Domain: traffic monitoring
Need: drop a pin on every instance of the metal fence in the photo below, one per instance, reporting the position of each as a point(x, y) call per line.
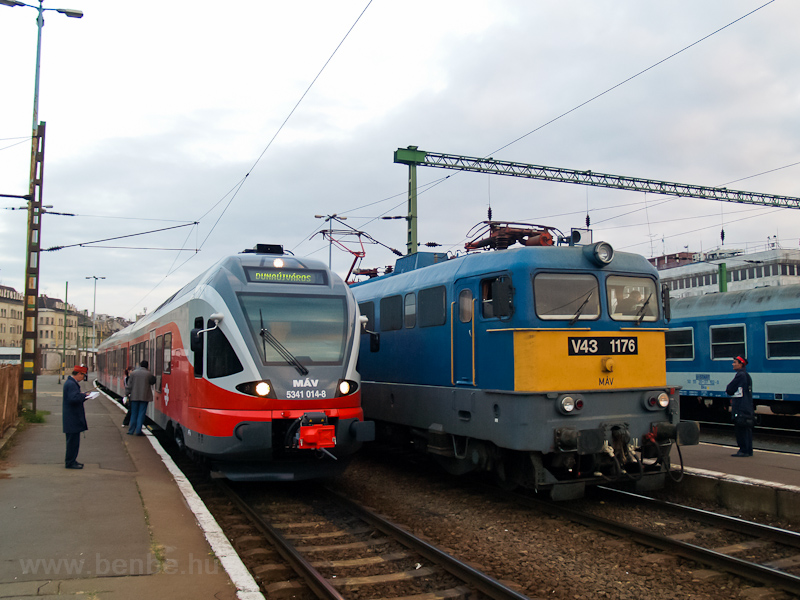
point(9, 396)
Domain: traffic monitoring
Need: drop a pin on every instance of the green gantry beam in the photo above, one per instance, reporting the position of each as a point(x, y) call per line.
point(412, 157)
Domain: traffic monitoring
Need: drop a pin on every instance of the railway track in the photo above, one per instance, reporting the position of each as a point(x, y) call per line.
point(757, 552)
point(304, 541)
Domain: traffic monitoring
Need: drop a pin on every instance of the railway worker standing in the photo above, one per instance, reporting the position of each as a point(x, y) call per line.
point(73, 415)
point(741, 392)
point(139, 394)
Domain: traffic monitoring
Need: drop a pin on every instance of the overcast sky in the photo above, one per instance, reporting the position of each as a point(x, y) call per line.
point(156, 111)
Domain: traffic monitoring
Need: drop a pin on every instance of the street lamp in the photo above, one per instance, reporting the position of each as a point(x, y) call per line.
point(94, 308)
point(34, 197)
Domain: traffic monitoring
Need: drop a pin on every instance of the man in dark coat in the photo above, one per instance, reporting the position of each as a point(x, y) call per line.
point(740, 391)
point(139, 393)
point(73, 415)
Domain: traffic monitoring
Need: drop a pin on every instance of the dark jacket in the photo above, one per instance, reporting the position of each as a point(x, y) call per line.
point(740, 389)
point(139, 382)
point(72, 411)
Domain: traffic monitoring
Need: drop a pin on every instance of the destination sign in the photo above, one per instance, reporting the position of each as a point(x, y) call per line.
point(295, 276)
point(590, 346)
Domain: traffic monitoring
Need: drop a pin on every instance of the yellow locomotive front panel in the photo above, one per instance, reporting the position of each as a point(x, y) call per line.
point(557, 360)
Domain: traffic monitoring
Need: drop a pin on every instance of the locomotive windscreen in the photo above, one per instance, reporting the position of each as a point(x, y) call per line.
point(313, 329)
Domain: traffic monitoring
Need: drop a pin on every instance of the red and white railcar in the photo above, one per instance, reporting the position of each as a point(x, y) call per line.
point(255, 362)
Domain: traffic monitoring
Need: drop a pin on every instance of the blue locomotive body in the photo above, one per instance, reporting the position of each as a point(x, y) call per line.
point(524, 362)
point(761, 324)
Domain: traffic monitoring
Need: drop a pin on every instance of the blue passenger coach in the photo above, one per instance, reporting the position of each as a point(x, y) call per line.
point(761, 324)
point(531, 363)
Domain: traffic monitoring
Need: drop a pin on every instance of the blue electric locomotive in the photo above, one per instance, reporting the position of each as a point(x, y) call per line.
point(541, 364)
point(761, 324)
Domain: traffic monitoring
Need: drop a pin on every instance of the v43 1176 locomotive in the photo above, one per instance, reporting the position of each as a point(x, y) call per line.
point(255, 362)
point(542, 364)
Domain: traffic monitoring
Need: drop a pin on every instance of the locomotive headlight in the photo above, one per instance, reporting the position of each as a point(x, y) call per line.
point(600, 253)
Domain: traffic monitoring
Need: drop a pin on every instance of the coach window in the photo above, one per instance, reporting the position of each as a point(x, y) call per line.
point(367, 309)
point(410, 310)
point(783, 339)
point(432, 307)
point(220, 356)
point(632, 298)
point(680, 344)
point(566, 296)
point(465, 306)
point(391, 313)
point(727, 341)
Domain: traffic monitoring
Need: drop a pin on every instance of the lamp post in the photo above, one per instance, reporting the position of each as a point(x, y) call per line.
point(34, 197)
point(94, 309)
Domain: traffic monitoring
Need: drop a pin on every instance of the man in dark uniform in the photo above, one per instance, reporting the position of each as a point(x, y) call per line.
point(74, 416)
point(740, 391)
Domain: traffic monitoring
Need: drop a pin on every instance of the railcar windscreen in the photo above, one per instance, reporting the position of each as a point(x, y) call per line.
point(312, 328)
point(632, 298)
point(560, 296)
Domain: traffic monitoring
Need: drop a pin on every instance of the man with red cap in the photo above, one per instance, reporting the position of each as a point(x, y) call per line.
point(73, 415)
point(741, 392)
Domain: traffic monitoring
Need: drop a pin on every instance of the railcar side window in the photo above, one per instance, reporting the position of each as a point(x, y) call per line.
point(391, 313)
point(559, 296)
point(783, 339)
point(727, 342)
point(632, 298)
point(432, 307)
point(680, 344)
point(167, 352)
point(367, 309)
point(410, 310)
point(220, 356)
point(465, 306)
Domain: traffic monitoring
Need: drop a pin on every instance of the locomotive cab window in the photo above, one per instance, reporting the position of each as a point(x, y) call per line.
point(496, 297)
point(367, 309)
point(566, 296)
point(727, 342)
point(432, 306)
point(632, 298)
point(680, 344)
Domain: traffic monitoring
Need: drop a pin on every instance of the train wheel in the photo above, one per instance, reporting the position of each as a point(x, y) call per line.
point(177, 435)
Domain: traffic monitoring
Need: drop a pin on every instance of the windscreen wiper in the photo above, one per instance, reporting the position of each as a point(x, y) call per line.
point(580, 309)
point(285, 354)
point(640, 312)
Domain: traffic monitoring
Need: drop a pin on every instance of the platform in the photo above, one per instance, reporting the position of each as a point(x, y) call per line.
point(119, 528)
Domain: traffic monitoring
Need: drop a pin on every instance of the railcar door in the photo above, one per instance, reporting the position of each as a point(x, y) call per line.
point(462, 338)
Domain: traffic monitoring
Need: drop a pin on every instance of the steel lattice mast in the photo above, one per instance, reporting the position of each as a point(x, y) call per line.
point(412, 157)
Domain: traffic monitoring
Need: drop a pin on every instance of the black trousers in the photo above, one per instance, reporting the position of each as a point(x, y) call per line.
point(73, 446)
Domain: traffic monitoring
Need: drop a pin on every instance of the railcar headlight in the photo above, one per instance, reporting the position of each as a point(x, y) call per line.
point(262, 389)
point(346, 386)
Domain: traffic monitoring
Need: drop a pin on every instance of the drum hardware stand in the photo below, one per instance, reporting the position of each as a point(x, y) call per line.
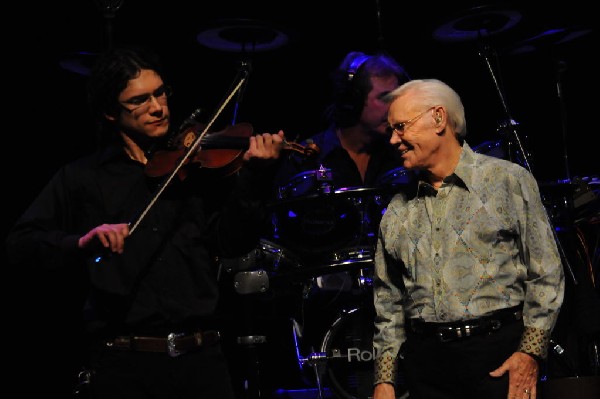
point(252, 387)
point(484, 53)
point(317, 360)
point(325, 177)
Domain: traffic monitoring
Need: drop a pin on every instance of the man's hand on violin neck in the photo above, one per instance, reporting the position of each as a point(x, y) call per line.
point(110, 236)
point(265, 146)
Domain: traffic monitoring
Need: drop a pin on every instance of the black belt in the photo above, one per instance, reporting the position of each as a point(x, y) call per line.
point(174, 344)
point(446, 332)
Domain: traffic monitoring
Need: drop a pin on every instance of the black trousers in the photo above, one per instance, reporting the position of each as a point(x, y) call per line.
point(459, 369)
point(202, 373)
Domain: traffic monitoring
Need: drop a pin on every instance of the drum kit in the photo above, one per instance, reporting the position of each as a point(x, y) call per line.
point(322, 238)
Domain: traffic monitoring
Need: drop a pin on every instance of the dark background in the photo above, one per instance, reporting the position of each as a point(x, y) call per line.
point(46, 120)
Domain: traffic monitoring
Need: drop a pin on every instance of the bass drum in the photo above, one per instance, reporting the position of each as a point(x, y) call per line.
point(349, 348)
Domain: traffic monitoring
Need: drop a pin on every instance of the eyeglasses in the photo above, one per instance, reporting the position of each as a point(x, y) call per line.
point(400, 126)
point(142, 102)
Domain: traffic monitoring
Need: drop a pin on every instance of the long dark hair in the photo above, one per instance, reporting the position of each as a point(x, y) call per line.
point(109, 77)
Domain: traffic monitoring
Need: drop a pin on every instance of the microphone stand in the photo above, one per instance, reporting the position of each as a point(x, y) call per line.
point(244, 71)
point(510, 126)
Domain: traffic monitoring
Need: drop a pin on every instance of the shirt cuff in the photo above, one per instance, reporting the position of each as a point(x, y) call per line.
point(385, 370)
point(535, 342)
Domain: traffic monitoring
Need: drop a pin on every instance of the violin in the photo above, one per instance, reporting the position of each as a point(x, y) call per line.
point(222, 151)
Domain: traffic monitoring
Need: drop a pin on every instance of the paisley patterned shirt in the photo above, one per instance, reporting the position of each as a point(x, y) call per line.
point(480, 243)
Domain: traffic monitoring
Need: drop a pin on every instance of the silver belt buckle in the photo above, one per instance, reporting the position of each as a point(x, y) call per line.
point(442, 337)
point(171, 349)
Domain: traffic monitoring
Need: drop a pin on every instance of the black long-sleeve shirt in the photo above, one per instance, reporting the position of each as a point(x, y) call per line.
point(166, 278)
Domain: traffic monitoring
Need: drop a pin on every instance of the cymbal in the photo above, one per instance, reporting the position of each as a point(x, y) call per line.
point(548, 38)
point(477, 22)
point(242, 35)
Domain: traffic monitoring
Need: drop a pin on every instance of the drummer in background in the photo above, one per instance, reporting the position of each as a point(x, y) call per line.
point(355, 146)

****************************************

**Task brief**
Your output should be the lines from the one with "Need: drop a pin on every instance of the silver" through the last line of the entries above, copied exactly and nothing more.

**Answer box**
Need: drop a pin on every instance of the silver belt buckle in the photo above, one per instance, reporting the position of each as a point(x, y) call per line.
point(442, 337)
point(171, 349)
Domain: traffic monitoring
Need: drop a pin on every instance of the black long-sleeve shirt in the photo above, one per instance, reporting the position of each as a point(x, y) call per line.
point(166, 278)
Domain: traffic monitoring
Need: drop a pin on every instance of the cymbal in the photo above, one per instance, reporting the position of each as a point(x, y) call per line.
point(548, 38)
point(477, 22)
point(242, 35)
Domain: traffic monitoring
Need: drop a pin on every instance of the drummer in background in the photo above, one per instance, reporting the position of each as a point(x, y) call per line.
point(355, 146)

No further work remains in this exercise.